TER-CE começa a orientar policiais para a eleição
COIBIR IRREGULARIDADES
O juiz auxiliar da presidência do Tribunal Regional Eleitoral, Cléber de Castro Cruz, participou de capacitação realizada ontem na sede da Federação das Indústrias do Estado do Ceará (FIEC) para orientar os oficiais da Polícia Militar (PM) que comandarão a organização das eleições deste ano nos municípios do Interior. Na quinta-feira, será a vez de quem atuará na Capital.
Segundo o coronel Roberto Alves, responsável pelo planejamento operacional da Polícia Militar no pleito deste ano, a partir de 30 de setembro, 1.300 homens serão deslocados para os municípios do Interior, onde se somarão aos 4 mil policiais já lotados fora de Fortaleza. Ele lembrou que outros 500 foram ainda no fim de julho para reforçar o efetivo voltado à eleição.

::::::

(Conjunto de tarefas):
A – Reproduza, sem alterações, o trecho da notícia sobre a capacitação de policiais para as eleições que vai de "TER-CE começa a" até "voltado à eleição.".
B – Por favor, dê continuidade à notícia sobre a capacitação de policiais para as eleições a partir da última frase apresentada.

::::::

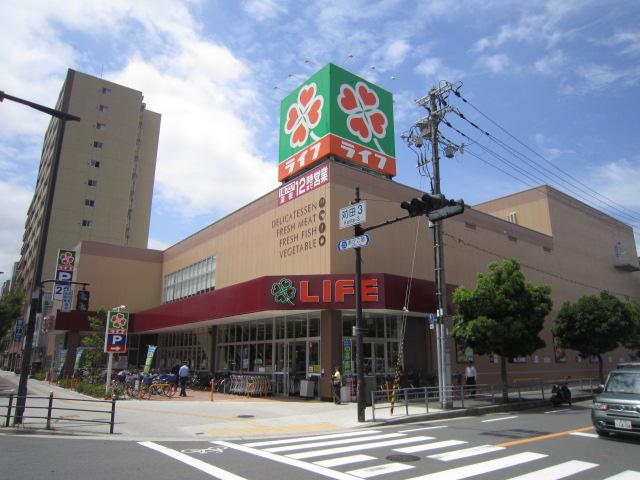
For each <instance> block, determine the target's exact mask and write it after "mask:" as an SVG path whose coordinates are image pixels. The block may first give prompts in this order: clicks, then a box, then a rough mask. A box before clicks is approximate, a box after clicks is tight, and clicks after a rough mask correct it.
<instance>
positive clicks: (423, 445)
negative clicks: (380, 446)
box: [393, 440, 467, 453]
mask: <svg viewBox="0 0 640 480" xmlns="http://www.w3.org/2000/svg"><path fill="white" fill-rule="evenodd" d="M465 443H467V442H465V441H464V440H444V441H442V442H435V443H425V444H423V445H412V446H411V447H402V448H394V449H393V451H394V452H400V453H416V452H425V451H427V450H437V449H438V448H446V447H453V446H455V445H463V444H465Z"/></svg>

::::::

(Respostas do exercício):
A –
TER-CE começa a orientar policiais para a eleição
COIBIR IRREGULARIDADES
O juiz auxiliar da presidência do Tribunal Regional Eleitoral, Cléber de Castro Cruz, participou de capacitação realizada ontem na sede da Federação das Indústrias do Estado do Ceará (FIEC) para orientar os oficiais da Polícia Militar (PM) que comandarão a organização das eleições deste ano nos municípios do Interior. Na quinta-feira, será a vez de quem atuará na Capital.
Segundo o coronel Roberto Alves, responsável pelo planejamento operacional da Polícia Militar no pleito deste ano, a partir de 30 de setembro, 1.300 homens serão deslocados para os municípios do Interior, onde se somarão aos 4 mil policiais já lotados fora de Fortaleza. Ele lembrou que outros 500 foram ainda no fim de julho para reforçar o efetivo voltado à eleição.

B –
"Já na Capital, nós informaremos o número de homens só na quinta-feira, mas 100% do efetivo de Fortaleza vai trabalhar no pleito", completou o coronel Roberto Alves. Conforme o Tribunal Regional Eleitoral, além do apoio garantido por representantes da Polícia Federal, o pleito deste ano tem à disposição 15 mil homens, entre integrantes da Polícia Militar e Polícia Civil.
Ilícitos
Ontem, o juiz auxiliar ministrou uma palestra abordando a legislação eleitoral voltada para a capacitação dos policiais militares. Durante o encontro, Cléber de Castro Cruz esclareceu a função da Justiça Eleitoral, citou a relevância da parceria com os órgãos de segurança pública para assegurar o exercício do poder de polícia na eleição, detalhou os ilícitos e crimes eleitorais comumente registrados durante os pleitos e respondeu as dúvidas acerca de casos específicos.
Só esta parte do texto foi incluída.